▶ [DIRECTION]: In the excerpt on Confederate statues, how many alt-right rallies are scheduled for the coming Saturday?

The removal of these statues is a countervailing symbol to the white nationalist seeking to preserve them. The effort to build a more perfect union continues by resisting hatred and bigotry wherever and whenever we can. At least nine alt-right rallies are scheduled for this coming Saturday, including the #MarchOnGoogle rallies in Mountain View, New York City, Washington D.C., Austin, and Boston to protest Google’s firing of James Damore for writing a controversial memo on diversity.
Were General Robert E. Lee alive today, he would oppose President Trump’s defense of the contested Robert Edward Lee sculpture in Emancipation Park, Charlottesville. In April 1865, after the end of the Civil War and his acceptance of the presidency of Washington College in Lexington, Virginia, Lee rejected the idea of erecting Confederate memorials.
As regards the erection of such a monument as is contemplated, my conviction is, that however grateful it would be to the feelings of the South, the attempt in the present condition of the country would have the effect of retarding, instead of accelerating its accomplishment, and of continuing, if not adding to, the difficulties under which the Southern people labour.
I think it wiser moreover not to keep open the sores of war, but to follow the examples of those nations who endeavoured to obliterate the marks of civil strife and to commit to oblivion the feelings it engendered.

Spatial annotation records:

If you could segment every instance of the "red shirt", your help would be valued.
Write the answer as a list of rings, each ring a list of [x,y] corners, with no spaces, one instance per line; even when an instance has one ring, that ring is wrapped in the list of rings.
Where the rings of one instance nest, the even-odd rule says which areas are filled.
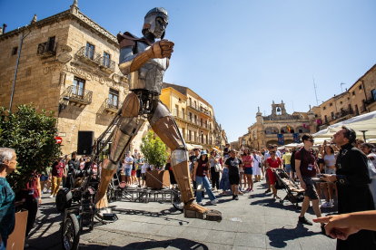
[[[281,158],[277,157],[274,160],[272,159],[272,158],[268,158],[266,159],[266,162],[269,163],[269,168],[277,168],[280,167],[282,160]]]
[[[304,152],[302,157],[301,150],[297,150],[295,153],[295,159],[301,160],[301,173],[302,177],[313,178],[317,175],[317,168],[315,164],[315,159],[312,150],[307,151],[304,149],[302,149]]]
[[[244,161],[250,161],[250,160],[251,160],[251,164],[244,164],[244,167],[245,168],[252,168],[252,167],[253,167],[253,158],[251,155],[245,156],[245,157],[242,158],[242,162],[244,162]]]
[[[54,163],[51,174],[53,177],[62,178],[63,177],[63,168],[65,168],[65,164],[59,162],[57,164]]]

---

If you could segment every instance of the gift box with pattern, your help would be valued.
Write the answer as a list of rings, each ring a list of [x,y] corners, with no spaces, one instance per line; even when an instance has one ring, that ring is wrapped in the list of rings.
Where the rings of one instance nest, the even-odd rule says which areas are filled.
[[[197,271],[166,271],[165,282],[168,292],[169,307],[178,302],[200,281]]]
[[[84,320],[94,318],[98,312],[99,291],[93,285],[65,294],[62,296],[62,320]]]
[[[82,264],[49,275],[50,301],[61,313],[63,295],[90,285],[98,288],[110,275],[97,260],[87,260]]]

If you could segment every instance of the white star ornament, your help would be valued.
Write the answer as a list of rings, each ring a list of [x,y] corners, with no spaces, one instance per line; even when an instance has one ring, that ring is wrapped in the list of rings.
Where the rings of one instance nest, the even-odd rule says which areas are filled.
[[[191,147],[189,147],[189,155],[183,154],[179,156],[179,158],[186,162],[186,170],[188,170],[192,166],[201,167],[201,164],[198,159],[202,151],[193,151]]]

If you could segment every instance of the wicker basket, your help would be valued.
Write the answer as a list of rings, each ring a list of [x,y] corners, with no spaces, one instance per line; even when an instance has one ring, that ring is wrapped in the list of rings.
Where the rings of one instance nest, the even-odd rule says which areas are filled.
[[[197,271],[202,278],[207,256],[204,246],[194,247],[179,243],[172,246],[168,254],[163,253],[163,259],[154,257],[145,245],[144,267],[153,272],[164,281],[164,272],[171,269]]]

---

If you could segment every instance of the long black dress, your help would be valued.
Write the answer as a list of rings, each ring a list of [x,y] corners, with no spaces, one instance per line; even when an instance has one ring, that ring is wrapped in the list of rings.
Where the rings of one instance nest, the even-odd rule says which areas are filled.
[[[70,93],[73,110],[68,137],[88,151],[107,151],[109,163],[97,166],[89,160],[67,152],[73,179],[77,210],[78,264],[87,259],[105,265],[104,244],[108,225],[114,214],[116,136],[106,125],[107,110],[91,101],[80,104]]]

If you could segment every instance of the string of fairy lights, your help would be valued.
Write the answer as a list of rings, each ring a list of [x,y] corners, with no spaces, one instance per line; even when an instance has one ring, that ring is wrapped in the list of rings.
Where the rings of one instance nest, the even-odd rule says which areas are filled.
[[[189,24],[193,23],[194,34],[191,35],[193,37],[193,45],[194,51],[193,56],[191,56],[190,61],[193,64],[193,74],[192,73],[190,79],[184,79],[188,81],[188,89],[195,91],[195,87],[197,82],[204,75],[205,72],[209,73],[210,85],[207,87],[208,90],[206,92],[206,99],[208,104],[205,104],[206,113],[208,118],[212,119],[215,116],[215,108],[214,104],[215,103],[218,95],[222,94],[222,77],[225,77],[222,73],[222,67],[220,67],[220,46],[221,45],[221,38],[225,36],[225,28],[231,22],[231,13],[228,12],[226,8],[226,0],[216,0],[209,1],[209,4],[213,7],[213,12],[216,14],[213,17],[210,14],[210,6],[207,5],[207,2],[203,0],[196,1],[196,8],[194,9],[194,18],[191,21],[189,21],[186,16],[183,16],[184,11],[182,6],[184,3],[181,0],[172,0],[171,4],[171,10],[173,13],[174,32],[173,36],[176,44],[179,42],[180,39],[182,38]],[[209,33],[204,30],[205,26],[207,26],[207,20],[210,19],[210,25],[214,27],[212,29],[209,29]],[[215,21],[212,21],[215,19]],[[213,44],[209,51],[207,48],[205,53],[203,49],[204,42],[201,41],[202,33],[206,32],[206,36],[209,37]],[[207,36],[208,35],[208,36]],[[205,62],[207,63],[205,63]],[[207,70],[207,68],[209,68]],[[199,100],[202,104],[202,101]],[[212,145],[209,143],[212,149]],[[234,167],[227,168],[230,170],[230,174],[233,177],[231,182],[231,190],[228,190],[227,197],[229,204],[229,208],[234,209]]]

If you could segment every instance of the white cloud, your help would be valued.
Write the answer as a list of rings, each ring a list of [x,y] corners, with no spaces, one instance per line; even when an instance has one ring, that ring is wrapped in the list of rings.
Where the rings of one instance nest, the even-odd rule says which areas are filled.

▶ [RESULT FOR THIS EXERCISE]: At least nine.